**Task prompt**.
Each line below must be reproduced exactly as it stands. Pictures stay out of the copy.

**Records**.
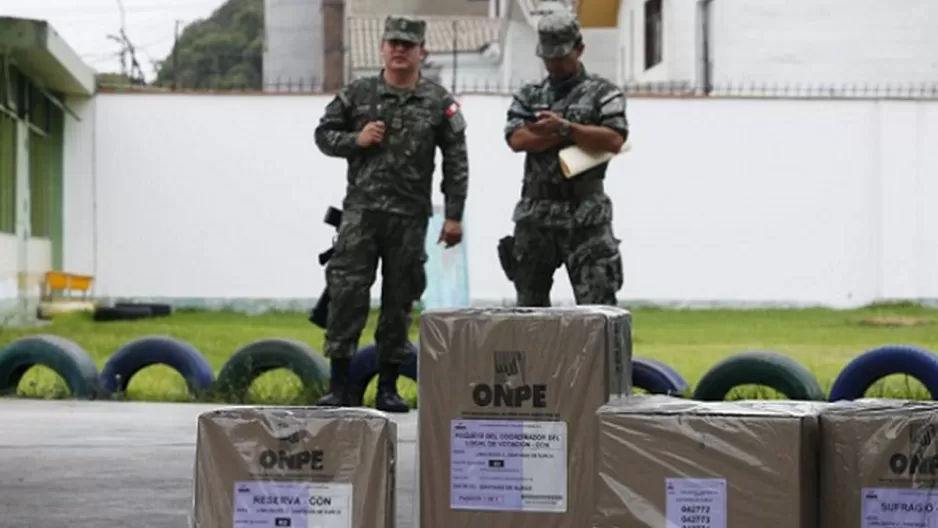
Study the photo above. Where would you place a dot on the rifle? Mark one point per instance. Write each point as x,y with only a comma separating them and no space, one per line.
319,315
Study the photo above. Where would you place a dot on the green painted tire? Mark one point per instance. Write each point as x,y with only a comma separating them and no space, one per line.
261,356
770,369
64,357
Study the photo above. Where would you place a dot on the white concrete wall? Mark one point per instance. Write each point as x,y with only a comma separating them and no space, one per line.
830,42
78,216
601,52
721,200
38,261
473,71
521,65
827,41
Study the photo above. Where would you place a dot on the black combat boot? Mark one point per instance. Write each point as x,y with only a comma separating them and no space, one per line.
388,400
338,395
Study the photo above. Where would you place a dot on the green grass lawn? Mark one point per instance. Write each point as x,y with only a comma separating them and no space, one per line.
690,341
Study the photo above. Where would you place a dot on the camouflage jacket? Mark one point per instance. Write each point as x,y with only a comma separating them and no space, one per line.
397,176
585,99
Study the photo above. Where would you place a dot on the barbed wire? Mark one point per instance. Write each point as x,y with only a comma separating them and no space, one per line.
467,86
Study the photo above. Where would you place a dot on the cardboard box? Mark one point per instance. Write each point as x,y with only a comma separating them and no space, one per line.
672,463
262,467
506,413
879,464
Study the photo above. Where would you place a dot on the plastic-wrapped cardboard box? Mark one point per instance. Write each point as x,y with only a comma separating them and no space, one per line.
294,467
672,463
507,403
879,464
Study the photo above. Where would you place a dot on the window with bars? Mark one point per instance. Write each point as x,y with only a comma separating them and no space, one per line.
654,33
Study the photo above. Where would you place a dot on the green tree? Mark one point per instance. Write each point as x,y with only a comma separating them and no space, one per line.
224,51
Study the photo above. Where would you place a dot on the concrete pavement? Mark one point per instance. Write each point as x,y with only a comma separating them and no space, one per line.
66,464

**Answer box**.
Study the photo above. Where would you place a dot on the rifle? Mark one point per instance. Write each point as x,y with only a comma separating them and no space, one per line.
319,315
Study the photo above. Where would you place a dot on the green painted tire? Mark one point per instance. Write each point as x,y with only a comma separating them and no space, one per line.
261,356
770,369
64,357
Study the photo above. Where would you place a dot on the white concrete wall? Mark one point per instance. Write each point as x,y with only a comma separating them and no space, one per line.
830,42
78,216
601,52
721,200
38,261
473,71
521,65
827,41
Study the photo above. Where would you place a dot on the black combat boot? Mark one point per instance. Write each point as x,y with only a comma separating them and no space, one per line.
388,400
338,395
Study the photo above. Where would you place a dot on the green grass lawn? Mark one point per instance. Write each point as x,y with only a comma separating them and no space, one per line.
690,341
Study the photo above. Where would you place a dot on the camouflage jacket? Mark one point per instance. Write each point as x,y with only a comma separating them and no space, one per line.
397,176
585,99
Study the photo above. Where would you place a dot on the barbed wire? Mark one point per instance. Write each point as x,y with only a comma separating them and no space, one per line.
467,86
Study the photo above. Where would you place a dot on the cardboard box? Mark one point per instance. Write each point as x,y with only a comma separating them and no space, one per line.
672,463
262,467
506,413
879,464
Study the photo above. Where would you place a dot on the plastic-wrapped cardboard box? Mark one point per instance. Write each point as x,y with only a comma separating them and no space, one per line.
294,467
672,463
507,403
879,464
Study the photo above. Where would you place a dot on the window with bars? Mark one point per instance. Write each point as x,y with only a comma separating them and no space, one per line.
654,33
Study the photo above. Where would you place a dot on the green tree? Mark one point per instance. Write each point as x,y with only a comma separating them and no space, one per line.
224,51
Study the photo above. Where would you place a dot on the concrete pavement? Mark one point per instance. Write each point as x,y with only a comma separating them and no space, one per line.
66,464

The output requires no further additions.